__WHAT YOU WILL DO__.
(a) In the puppy feeding thread, reproduce the text between "## RebGyp (May" and "great body condition.", inclusive, substituting "two times daily" for "twice a day".
(b) List each distinct username that heads a post in the puppy feeding thread.

═════ EXCERPTED PASSAGE ═════

She definitely doesn't look overweight, but some more detailed photos will help to determine if she should have her caloric intake increased 

Beautiful girl you have there - she is definitely lucky to have found you!


----------



## Pretzels (Aug 11, 2014)

I found that the bag was pretty accurate for my pup, but its best to by how she looks. You want to keep her on the lean side as she grows. I would basically decide how much to feed my pup him each day by looking at him, if he seemed a little skinnier, i would up his food just a little, if he seemed to be getting more plump, I would give a tiny bit less. 

Orijen is very rich and easy to overfeed. If you notice a lot of soft/loose stool, it might mean you need to cut back a little.


----------



## Fate_GSD (Oct 9, 2014)

I went home and snapped a few pictures of her. Hopefully these help!


----------



## RebGyp (May 24, 2006)

At 8 weeks old, I feed 3x a day. You might want to try that. Maybe 3/4 cup each feeding. She does not appear to be over weight, but she is just a baby. Like human babies, they need to be fed more often. Usually around 4-5 months I change to 2x a time, which then then stay on for the rest of their lives.


----------



## N Smith (Aug 25, 2011)

From 8 weeks on, I only feed twice a day. I switch to once a day feeding if they reach that point as adults. Some of my dogs are once a day, the others are twice a day.

I think she looks perfect. The pictures can be deceiving because they tend to "suck in" while they eat. But I think she has great body condition.

I would keep her on the current feeding schedule for at least a week and reassess. If in a week she looks like she is losing, I would up her food by .25/cup at each feeding and reassess again in a week.

I tend to keep my puppies on a varied diet and check body condition weekly - too skinny, add more, too plump, back off a little. 

What you want to see is nice, lean muscle in the chest, shoulders, back legs as they are growing and an hour glass figure for their midsection. Then as they get older, gain more muscle, you will notice them fill out more, while still maintaining that basic body shape, however, it usually is less "scrawny lookin' " and more muscled and defined.

Be prepared for people to randomly walk up to you and ask why your dog is so skinny/underfed/ill/anorexic...happens to the best of us LOL!


----------



## Fate_GSD (Oct 9, 2014)

Thank you everyone! I really appreciate the feedback.

I will monitor on a weekly basis and adjust as needed.


----------



## marshies (May 18, 2011)

I found the bag to feed too much. I was feeding Puppy 2.5 cups from 4 months onwards to adulthood.


----------

═════ GIVEN ENTRIES ═════

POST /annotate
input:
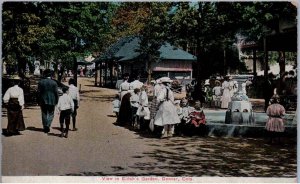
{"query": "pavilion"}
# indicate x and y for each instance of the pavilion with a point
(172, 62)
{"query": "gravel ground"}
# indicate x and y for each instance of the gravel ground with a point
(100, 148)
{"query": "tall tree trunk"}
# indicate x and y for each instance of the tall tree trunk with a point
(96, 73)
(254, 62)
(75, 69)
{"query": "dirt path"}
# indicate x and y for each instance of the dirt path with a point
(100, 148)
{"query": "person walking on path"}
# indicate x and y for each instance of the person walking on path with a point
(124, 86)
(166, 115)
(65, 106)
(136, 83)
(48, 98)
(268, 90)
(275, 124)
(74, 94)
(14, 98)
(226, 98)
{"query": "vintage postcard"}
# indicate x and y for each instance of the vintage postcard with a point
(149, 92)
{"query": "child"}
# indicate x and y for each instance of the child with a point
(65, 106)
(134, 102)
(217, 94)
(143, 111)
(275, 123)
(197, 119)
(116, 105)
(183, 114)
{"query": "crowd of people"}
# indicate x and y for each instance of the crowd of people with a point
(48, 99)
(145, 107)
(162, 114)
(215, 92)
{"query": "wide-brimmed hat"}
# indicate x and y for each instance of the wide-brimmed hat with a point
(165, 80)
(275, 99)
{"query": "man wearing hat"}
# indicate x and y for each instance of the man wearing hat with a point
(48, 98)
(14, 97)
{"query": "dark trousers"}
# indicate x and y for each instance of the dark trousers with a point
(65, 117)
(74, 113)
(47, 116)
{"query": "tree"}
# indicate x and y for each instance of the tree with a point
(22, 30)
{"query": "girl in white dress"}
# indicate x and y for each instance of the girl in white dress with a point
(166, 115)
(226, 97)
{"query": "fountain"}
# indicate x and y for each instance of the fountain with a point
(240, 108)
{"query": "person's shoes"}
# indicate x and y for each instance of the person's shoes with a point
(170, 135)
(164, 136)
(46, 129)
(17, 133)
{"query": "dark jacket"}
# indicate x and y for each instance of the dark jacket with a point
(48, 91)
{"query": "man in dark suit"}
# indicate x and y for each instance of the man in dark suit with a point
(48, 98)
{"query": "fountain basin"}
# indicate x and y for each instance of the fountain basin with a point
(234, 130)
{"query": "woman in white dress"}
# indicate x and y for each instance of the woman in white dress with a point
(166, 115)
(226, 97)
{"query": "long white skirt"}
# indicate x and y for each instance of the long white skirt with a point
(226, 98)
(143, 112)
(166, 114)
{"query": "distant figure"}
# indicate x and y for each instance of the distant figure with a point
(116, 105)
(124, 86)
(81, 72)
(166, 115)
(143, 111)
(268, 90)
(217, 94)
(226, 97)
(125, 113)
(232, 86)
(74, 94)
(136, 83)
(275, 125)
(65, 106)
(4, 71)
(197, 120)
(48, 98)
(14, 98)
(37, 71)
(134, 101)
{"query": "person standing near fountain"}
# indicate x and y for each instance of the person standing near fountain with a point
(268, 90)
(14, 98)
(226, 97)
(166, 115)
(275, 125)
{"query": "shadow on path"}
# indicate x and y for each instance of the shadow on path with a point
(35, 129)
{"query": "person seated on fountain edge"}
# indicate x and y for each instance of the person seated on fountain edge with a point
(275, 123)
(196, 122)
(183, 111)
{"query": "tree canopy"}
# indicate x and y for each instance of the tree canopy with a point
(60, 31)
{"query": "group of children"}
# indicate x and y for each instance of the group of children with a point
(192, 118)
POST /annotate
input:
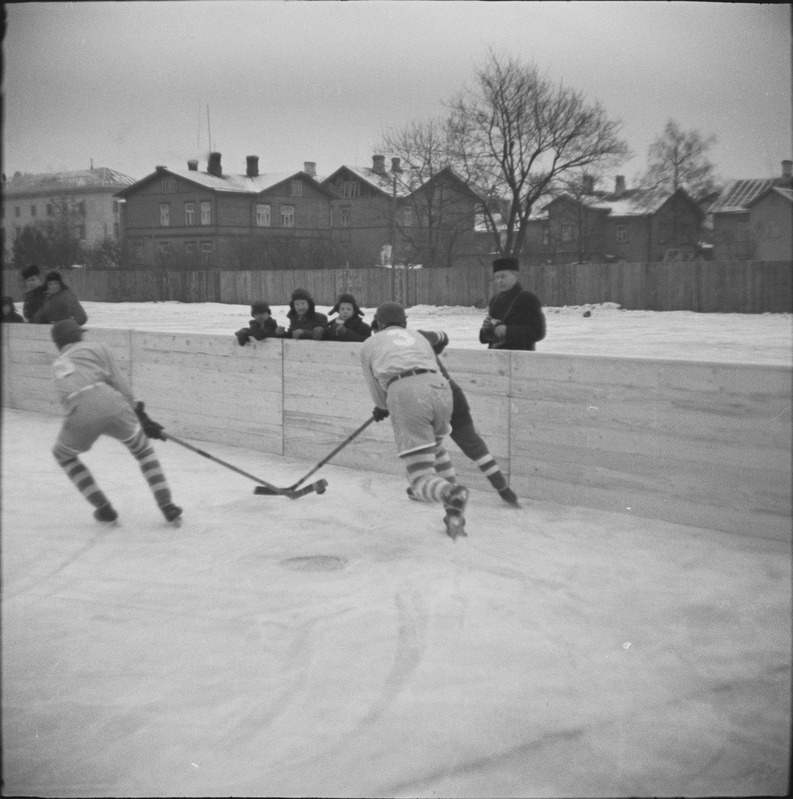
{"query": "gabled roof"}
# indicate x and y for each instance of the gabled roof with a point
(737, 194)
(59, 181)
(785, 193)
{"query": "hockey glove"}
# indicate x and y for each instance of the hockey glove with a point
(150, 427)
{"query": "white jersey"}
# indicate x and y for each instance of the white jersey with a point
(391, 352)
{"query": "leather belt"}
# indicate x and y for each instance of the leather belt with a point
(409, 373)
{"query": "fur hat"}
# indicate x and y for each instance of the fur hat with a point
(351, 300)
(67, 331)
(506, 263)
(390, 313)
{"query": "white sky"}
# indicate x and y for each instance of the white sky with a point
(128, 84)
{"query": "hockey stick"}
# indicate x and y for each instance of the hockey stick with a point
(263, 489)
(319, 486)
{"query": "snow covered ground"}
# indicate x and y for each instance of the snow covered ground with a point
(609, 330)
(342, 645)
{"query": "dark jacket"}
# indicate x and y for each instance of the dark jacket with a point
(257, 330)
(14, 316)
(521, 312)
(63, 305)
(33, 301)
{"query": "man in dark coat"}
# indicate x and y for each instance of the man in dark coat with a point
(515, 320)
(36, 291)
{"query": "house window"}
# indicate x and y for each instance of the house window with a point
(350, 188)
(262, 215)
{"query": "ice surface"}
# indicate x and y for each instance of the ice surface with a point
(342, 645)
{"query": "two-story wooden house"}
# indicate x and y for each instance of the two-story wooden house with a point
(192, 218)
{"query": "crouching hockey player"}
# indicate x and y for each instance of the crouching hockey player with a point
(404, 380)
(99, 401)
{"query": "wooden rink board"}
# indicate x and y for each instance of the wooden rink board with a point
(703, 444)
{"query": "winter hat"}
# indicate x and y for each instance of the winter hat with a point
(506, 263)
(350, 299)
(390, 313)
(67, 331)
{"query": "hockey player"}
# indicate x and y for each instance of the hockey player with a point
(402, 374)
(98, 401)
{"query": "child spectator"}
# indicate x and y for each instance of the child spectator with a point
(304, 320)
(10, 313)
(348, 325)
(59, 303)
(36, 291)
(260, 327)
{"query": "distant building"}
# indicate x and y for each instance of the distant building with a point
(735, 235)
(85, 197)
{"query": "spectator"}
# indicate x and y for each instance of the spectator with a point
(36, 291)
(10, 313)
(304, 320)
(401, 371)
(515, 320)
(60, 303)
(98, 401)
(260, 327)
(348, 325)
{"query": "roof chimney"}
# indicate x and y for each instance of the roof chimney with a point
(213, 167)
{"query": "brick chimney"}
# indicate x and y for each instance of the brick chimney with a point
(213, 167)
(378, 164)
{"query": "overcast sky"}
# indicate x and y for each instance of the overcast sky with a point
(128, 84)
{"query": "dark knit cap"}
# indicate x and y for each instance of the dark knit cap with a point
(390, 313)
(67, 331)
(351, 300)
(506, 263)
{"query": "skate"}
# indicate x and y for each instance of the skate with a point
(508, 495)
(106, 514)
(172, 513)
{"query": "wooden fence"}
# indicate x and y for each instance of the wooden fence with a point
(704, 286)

═════

__SOLUTIONS__.
(a)
## RebGyp (May 24, 2006)

At 8 weeks old, I feed 3x a day. You might want to try that. Maybe 3/4 cup each feeding. She does not appear to be over weight, but she is just a baby. Like human babies, they need to be fed more often. Usually around 4-5 months I change to 2x a time, which then then stay on for the rest of their lives.


----------



## N Smith (Aug 25, 2011)

From 8 weeks on, I only feed two times daily. I switch to once a day feeding if they reach that point as adults. Some of my dogs are once a day, the others are two times daily.

I think she looks perfect. The pictures can be deceiving because they tend to "suck in" while they eat. But I think she has great body condition.

(b) Pretzels, Fate_GSD, RebGyp, N Smith, marshies